* _REQUIRED WORK_
Each and every line of the data must appear exactly as given.

* _RECORDS TO USE_
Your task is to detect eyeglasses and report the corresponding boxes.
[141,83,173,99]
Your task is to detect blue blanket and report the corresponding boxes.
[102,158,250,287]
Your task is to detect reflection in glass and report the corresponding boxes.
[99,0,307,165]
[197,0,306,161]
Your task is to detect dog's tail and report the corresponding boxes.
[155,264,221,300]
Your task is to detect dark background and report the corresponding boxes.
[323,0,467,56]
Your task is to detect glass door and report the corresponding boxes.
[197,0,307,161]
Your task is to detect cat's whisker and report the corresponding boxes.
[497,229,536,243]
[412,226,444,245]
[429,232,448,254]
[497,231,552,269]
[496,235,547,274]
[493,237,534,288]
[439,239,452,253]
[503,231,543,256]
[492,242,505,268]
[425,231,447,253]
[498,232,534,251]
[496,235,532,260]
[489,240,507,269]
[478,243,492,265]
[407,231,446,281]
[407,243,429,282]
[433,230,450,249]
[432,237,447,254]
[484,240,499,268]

* _TASK OUTPUT_
Your task is to detect eyeglasses and report the corresponding boxes.
[141,83,173,99]
Your task is to detect blue blanket and report the corresponding boxes.
[102,158,250,287]
Your task is to detect reflection in glass and report the corresponding boxes.
[99,0,307,165]
[197,0,306,161]
Your task is to detect dog's tail and report the corresponding boxes.
[155,264,221,300]
Your task is to detect dark background and report the corresponding boxes.
[323,0,467,56]
Your task is to detect glass door and report the corresponding boxes.
[197,0,307,161]
Your task is to detect cat's whisker and report the corresponding boxes.
[497,229,536,243]
[412,226,444,245]
[429,232,448,254]
[497,231,552,269]
[496,235,547,274]
[493,237,534,288]
[439,239,452,253]
[503,231,543,256]
[492,242,505,268]
[425,231,447,253]
[498,232,534,251]
[496,235,532,260]
[489,240,507,269]
[478,243,492,265]
[407,231,446,281]
[407,243,429,282]
[433,230,450,249]
[432,237,447,254]
[484,240,499,268]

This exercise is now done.